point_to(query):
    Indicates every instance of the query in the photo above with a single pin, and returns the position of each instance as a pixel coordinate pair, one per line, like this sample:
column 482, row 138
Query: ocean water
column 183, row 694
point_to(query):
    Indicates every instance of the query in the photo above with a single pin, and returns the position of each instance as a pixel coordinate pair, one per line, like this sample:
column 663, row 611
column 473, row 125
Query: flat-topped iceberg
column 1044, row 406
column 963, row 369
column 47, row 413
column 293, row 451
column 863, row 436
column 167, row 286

········

■ Task
Reproduce all of the records with "pin" changed to "marker" everywhere it occurs, leaving every other character as it is.

■ Answer to the task
point_to(query):
    Indicates every instance of the query in the photo above with a single marker, and returns the position of each instance as a pixel coordinate pair, one per line, like this sample:
column 482, row 138
Query: ocean water
column 183, row 694
point_to(query):
    Indicates every instance of the query in the photo above with a single marker, and returns the position of each instance as a pixel coordinate pair, one per line, like this sample:
column 663, row 611
column 473, row 125
Query: flat-topped iceberg
column 1044, row 406
column 963, row 369
column 47, row 413
column 293, row 451
column 863, row 436
column 167, row 286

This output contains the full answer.